§ Exercise goal: Lay out the lines of the records below as a JSON list of strings, one string per line, starting at the beginning and ending at the line that contains "x=421, y=162". Leave out blank lines and the pictures.
— Begin Data for this exercise —
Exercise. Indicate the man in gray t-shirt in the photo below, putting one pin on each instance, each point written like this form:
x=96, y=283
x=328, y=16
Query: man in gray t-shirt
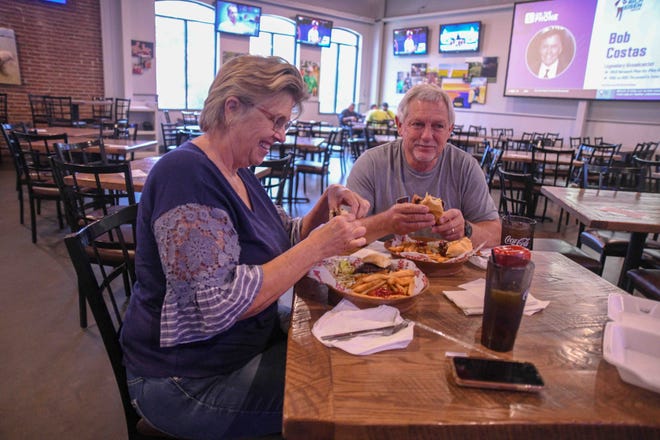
x=421, y=162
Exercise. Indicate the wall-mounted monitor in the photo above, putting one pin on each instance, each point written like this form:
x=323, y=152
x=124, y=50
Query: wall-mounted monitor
x=460, y=37
x=591, y=49
x=313, y=31
x=411, y=41
x=237, y=18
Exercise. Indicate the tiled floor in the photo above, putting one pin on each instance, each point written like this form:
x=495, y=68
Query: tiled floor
x=57, y=382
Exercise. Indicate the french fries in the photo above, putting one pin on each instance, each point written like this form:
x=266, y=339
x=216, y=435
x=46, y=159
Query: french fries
x=400, y=282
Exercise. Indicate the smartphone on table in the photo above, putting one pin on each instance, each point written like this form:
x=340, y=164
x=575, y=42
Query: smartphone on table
x=496, y=374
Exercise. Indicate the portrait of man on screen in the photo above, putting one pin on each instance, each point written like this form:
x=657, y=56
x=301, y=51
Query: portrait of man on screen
x=550, y=52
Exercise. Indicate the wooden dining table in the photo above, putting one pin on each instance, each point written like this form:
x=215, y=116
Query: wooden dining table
x=140, y=169
x=634, y=212
x=522, y=156
x=121, y=147
x=409, y=393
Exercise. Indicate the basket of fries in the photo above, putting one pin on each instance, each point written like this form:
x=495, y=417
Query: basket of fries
x=430, y=254
x=399, y=285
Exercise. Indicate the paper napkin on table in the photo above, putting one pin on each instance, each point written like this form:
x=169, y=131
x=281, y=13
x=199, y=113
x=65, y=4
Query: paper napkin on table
x=138, y=173
x=471, y=300
x=347, y=317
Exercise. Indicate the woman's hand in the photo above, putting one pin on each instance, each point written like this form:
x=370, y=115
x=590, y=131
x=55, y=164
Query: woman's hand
x=452, y=225
x=339, y=195
x=341, y=234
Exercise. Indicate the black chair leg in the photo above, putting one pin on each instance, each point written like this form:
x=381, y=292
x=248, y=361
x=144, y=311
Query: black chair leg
x=33, y=221
x=82, y=307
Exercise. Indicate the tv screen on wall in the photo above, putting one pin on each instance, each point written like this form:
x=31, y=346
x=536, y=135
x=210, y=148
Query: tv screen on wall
x=411, y=41
x=313, y=31
x=237, y=18
x=460, y=37
x=591, y=49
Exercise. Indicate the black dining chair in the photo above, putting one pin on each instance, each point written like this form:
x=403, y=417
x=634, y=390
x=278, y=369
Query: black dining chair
x=319, y=168
x=84, y=205
x=104, y=288
x=649, y=173
x=4, y=115
x=281, y=173
x=615, y=178
x=31, y=154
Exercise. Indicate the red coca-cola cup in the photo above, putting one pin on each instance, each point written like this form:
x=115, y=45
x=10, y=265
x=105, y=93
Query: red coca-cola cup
x=518, y=230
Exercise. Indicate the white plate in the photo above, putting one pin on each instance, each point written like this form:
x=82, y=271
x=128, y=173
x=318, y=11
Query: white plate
x=634, y=311
x=635, y=353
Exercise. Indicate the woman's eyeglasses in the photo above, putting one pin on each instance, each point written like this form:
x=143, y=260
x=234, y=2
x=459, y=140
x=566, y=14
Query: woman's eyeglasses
x=279, y=122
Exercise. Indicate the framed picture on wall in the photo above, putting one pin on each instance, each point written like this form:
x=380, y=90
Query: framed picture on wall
x=9, y=71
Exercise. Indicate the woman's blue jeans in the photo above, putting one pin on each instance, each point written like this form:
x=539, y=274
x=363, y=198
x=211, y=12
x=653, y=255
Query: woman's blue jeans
x=246, y=402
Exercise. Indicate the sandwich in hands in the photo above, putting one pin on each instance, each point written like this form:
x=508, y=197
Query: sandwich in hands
x=434, y=203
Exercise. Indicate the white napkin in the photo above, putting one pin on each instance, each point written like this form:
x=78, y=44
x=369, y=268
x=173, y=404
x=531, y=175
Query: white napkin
x=347, y=317
x=471, y=300
x=480, y=260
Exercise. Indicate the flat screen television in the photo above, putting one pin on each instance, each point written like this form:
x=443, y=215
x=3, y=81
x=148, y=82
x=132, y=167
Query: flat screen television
x=460, y=37
x=237, y=18
x=313, y=31
x=411, y=41
x=591, y=49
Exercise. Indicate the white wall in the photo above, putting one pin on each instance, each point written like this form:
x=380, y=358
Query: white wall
x=618, y=122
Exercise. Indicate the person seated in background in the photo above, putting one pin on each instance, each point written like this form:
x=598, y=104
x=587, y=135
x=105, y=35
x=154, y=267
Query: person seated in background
x=381, y=115
x=348, y=116
x=422, y=161
x=203, y=347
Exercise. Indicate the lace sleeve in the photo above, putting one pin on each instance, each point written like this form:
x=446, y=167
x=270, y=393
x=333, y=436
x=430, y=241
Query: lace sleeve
x=291, y=225
x=206, y=289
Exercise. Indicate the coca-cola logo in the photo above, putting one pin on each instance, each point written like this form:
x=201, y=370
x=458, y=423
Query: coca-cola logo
x=523, y=241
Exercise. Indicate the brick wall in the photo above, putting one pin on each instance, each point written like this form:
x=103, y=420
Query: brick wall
x=59, y=51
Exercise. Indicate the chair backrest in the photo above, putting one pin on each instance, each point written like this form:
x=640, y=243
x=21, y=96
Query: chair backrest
x=60, y=110
x=79, y=152
x=4, y=115
x=86, y=203
x=170, y=135
x=615, y=178
x=39, y=109
x=644, y=150
x=649, y=173
x=496, y=132
x=102, y=111
x=552, y=166
x=596, y=155
x=516, y=196
x=281, y=171
x=102, y=287
x=491, y=167
x=14, y=152
x=575, y=142
x=122, y=110
x=33, y=155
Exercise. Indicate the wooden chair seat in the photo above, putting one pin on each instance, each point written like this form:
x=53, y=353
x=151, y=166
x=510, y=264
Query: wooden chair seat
x=646, y=281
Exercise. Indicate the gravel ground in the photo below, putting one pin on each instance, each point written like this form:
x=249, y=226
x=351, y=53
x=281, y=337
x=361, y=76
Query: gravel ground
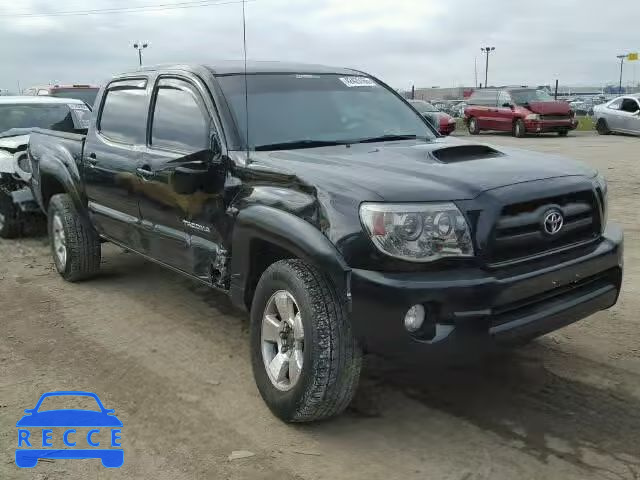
x=171, y=358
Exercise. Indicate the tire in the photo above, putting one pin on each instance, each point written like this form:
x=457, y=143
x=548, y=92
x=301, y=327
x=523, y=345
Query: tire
x=472, y=126
x=331, y=356
x=10, y=224
x=81, y=243
x=519, y=129
x=602, y=128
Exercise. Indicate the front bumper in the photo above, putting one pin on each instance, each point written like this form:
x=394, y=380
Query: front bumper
x=542, y=126
x=470, y=308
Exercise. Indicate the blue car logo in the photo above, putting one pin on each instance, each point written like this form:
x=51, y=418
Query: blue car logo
x=103, y=425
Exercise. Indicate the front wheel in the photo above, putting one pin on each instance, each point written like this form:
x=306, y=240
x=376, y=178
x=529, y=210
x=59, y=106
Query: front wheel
x=306, y=361
x=75, y=245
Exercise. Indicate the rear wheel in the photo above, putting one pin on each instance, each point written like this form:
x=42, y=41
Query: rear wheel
x=519, y=129
x=10, y=225
x=306, y=361
x=602, y=128
x=75, y=245
x=473, y=127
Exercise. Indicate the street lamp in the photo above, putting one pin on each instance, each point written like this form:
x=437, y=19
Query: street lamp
x=140, y=46
x=486, y=51
x=621, y=57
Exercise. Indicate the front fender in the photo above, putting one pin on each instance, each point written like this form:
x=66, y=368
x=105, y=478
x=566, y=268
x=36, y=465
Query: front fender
x=291, y=233
x=58, y=172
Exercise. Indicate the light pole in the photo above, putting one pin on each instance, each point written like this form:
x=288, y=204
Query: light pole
x=487, y=51
x=140, y=46
x=621, y=57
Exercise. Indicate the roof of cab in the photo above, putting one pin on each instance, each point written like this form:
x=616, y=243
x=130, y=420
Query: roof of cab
x=39, y=99
x=230, y=67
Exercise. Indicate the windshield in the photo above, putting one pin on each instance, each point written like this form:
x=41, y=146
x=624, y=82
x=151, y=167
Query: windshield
x=87, y=95
x=522, y=97
x=422, y=106
x=54, y=117
x=308, y=110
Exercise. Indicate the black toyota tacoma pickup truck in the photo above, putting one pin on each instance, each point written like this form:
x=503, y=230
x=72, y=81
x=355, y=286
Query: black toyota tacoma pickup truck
x=324, y=204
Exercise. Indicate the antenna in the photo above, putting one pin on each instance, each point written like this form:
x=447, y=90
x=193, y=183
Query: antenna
x=246, y=88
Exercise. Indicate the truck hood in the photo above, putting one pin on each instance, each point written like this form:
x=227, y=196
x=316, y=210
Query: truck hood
x=11, y=144
x=406, y=171
x=550, y=108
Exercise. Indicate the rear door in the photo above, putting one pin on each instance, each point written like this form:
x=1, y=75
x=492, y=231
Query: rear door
x=629, y=118
x=613, y=115
x=503, y=114
x=179, y=224
x=113, y=152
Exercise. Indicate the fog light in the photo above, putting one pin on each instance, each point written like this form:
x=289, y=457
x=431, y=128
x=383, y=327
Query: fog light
x=414, y=318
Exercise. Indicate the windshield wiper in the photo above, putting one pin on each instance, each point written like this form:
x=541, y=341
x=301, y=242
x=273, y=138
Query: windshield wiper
x=388, y=138
x=300, y=144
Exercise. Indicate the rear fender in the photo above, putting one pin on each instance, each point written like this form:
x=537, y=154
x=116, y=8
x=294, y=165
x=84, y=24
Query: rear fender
x=287, y=232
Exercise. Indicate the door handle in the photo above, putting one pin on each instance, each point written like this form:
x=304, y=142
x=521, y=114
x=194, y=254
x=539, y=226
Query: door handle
x=144, y=172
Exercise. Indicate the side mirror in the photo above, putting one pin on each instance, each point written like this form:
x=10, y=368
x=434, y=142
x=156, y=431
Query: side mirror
x=216, y=149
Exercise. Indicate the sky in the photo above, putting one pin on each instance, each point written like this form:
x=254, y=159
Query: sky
x=404, y=42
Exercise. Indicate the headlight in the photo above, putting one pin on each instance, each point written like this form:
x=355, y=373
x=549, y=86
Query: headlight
x=601, y=185
x=417, y=232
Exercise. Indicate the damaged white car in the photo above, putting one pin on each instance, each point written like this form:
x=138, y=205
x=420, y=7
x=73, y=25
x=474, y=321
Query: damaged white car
x=19, y=116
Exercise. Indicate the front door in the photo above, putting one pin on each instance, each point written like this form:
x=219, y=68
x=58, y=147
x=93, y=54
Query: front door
x=112, y=153
x=181, y=223
x=503, y=116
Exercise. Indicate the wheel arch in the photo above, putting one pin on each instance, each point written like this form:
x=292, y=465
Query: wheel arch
x=263, y=235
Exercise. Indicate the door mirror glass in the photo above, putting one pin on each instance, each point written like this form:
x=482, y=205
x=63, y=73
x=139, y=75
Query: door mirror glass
x=216, y=149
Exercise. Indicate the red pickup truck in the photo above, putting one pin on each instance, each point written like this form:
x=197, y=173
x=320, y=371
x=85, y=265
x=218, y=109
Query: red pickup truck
x=519, y=111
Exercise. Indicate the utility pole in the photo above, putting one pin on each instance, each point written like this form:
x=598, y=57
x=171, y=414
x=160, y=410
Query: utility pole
x=621, y=57
x=486, y=51
x=140, y=46
x=475, y=70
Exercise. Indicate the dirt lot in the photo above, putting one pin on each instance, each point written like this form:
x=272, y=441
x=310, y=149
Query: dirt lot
x=171, y=358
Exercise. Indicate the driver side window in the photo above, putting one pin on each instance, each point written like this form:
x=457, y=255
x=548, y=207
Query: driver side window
x=629, y=105
x=615, y=105
x=504, y=99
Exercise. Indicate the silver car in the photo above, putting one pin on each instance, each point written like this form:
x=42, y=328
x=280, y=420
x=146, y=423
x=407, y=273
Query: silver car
x=622, y=114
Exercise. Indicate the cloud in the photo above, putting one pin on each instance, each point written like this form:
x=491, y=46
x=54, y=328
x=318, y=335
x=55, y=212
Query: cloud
x=421, y=42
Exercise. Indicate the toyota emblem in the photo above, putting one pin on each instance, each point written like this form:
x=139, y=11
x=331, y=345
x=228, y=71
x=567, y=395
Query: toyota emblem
x=552, y=222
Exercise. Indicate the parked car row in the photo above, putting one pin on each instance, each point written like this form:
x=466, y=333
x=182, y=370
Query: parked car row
x=621, y=115
x=331, y=210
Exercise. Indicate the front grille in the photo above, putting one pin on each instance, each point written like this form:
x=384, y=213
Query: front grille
x=555, y=117
x=519, y=231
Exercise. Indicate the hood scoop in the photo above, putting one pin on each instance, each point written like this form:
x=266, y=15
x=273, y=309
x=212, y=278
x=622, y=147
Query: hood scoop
x=464, y=153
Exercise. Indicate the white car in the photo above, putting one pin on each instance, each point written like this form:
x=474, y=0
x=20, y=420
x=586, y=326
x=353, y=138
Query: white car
x=622, y=114
x=18, y=117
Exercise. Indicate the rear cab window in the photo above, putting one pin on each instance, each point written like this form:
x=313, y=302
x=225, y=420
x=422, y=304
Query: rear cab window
x=180, y=120
x=123, y=117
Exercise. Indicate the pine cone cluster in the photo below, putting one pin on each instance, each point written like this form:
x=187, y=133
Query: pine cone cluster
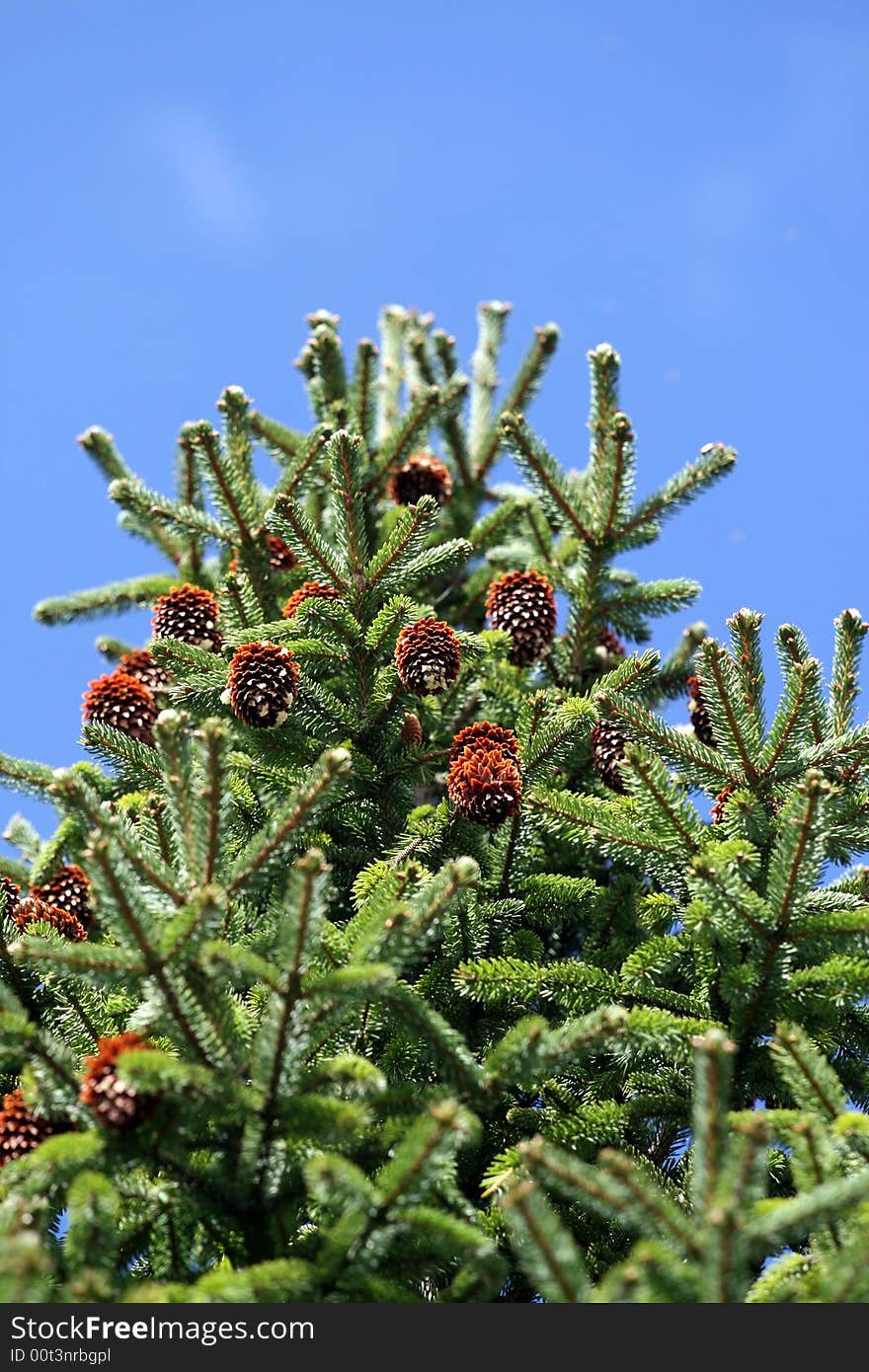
x=21, y=1132
x=484, y=732
x=35, y=911
x=411, y=731
x=115, y=1104
x=699, y=714
x=422, y=475
x=607, y=752
x=484, y=781
x=309, y=590
x=123, y=703
x=189, y=614
x=263, y=683
x=146, y=670
x=428, y=656
x=70, y=889
x=523, y=604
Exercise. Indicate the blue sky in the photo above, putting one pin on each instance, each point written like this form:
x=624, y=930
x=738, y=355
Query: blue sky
x=187, y=180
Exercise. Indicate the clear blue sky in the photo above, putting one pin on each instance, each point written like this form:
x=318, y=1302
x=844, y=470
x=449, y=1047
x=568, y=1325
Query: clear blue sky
x=186, y=180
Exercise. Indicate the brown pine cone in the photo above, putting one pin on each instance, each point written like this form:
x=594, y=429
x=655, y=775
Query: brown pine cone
x=115, y=1104
x=70, y=889
x=422, y=475
x=485, y=734
x=146, y=670
x=523, y=604
x=607, y=752
x=34, y=911
x=21, y=1132
x=428, y=656
x=263, y=683
x=485, y=785
x=123, y=703
x=189, y=614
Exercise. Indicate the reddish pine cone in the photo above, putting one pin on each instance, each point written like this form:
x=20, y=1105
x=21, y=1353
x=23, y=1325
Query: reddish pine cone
x=482, y=734
x=263, y=683
x=123, y=703
x=607, y=752
x=281, y=559
x=34, y=911
x=189, y=614
x=699, y=714
x=485, y=785
x=422, y=475
x=146, y=670
x=70, y=889
x=428, y=656
x=523, y=604
x=20, y=1131
x=412, y=731
x=113, y=1102
x=309, y=590
x=11, y=893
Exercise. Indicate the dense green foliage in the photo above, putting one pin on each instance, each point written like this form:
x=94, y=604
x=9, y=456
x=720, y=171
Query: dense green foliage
x=608, y=1050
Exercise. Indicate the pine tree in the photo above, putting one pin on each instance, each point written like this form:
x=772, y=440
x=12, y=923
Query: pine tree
x=382, y=950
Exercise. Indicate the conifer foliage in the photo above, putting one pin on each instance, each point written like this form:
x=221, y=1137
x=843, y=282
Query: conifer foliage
x=382, y=950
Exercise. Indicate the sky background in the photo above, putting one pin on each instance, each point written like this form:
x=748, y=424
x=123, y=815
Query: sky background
x=187, y=180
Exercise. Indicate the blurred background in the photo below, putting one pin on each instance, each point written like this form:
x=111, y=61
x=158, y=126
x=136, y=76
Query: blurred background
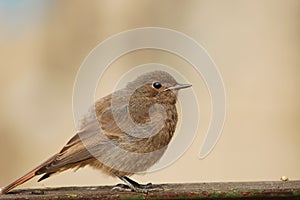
x=255, y=44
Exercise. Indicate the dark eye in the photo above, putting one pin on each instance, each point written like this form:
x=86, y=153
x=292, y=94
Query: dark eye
x=156, y=85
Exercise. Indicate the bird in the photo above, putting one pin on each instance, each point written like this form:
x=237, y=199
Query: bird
x=123, y=133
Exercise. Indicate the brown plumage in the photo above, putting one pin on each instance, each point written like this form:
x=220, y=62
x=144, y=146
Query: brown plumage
x=124, y=133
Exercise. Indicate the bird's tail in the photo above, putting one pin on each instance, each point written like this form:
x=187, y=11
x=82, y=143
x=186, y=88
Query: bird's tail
x=28, y=176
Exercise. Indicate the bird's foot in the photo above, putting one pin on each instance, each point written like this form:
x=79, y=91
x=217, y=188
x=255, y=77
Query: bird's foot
x=138, y=188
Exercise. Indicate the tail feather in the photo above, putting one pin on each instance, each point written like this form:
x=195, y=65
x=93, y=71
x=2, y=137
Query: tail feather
x=26, y=177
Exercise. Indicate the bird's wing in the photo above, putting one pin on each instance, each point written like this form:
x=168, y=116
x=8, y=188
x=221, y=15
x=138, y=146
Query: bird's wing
x=80, y=149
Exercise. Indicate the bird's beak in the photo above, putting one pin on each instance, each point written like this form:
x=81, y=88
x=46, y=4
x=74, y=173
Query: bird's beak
x=178, y=87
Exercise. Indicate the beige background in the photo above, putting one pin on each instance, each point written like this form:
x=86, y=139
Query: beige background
x=256, y=45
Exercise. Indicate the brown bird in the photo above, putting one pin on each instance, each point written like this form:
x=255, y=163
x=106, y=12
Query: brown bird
x=124, y=133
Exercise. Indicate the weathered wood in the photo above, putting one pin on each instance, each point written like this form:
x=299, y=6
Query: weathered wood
x=232, y=190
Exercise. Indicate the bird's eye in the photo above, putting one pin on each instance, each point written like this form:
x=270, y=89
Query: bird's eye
x=156, y=85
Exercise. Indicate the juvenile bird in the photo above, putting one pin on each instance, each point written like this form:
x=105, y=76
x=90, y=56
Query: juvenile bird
x=124, y=133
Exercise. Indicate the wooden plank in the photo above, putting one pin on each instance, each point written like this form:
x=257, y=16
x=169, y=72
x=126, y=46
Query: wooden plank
x=230, y=190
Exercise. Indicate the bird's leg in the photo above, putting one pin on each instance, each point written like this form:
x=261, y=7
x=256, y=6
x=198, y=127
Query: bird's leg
x=134, y=186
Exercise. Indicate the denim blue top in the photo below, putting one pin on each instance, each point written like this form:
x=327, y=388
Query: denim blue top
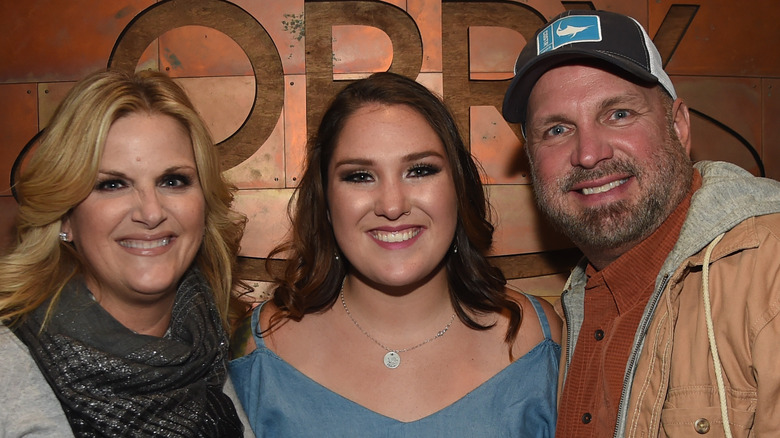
x=280, y=401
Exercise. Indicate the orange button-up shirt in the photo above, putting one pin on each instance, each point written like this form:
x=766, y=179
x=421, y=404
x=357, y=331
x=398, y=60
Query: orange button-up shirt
x=615, y=299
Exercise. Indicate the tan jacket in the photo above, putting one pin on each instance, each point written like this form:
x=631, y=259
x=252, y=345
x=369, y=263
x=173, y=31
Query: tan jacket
x=670, y=386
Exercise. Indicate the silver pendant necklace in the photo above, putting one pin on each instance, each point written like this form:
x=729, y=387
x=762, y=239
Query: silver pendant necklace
x=392, y=358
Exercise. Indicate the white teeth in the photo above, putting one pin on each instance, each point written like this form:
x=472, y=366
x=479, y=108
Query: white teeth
x=604, y=188
x=145, y=244
x=396, y=236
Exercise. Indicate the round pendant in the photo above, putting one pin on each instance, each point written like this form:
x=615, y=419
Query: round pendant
x=392, y=360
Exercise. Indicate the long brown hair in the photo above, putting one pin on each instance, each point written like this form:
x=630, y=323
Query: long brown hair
x=312, y=277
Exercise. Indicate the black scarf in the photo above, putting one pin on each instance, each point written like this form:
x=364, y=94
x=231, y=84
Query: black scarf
x=113, y=382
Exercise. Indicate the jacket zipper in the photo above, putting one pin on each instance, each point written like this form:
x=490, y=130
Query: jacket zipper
x=643, y=325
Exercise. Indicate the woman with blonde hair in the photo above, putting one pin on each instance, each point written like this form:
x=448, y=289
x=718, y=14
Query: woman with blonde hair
x=117, y=297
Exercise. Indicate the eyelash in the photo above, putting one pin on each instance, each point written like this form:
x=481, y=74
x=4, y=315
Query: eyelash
x=415, y=171
x=427, y=169
x=114, y=184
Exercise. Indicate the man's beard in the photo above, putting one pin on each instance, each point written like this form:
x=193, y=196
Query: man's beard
x=663, y=186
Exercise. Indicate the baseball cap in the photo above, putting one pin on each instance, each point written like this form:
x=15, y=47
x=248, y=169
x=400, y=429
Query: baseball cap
x=616, y=39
— End Data for this exercise —
§ Result for this exercise:
[
  "Exercise. Indicate the man in gray t-shirt in the photo below, putting one pin on each instance, each point written like this form:",
  "x=96, y=283",
  "x=328, y=16",
  "Query: man in gray t-shirt",
  "x=421, y=162"
]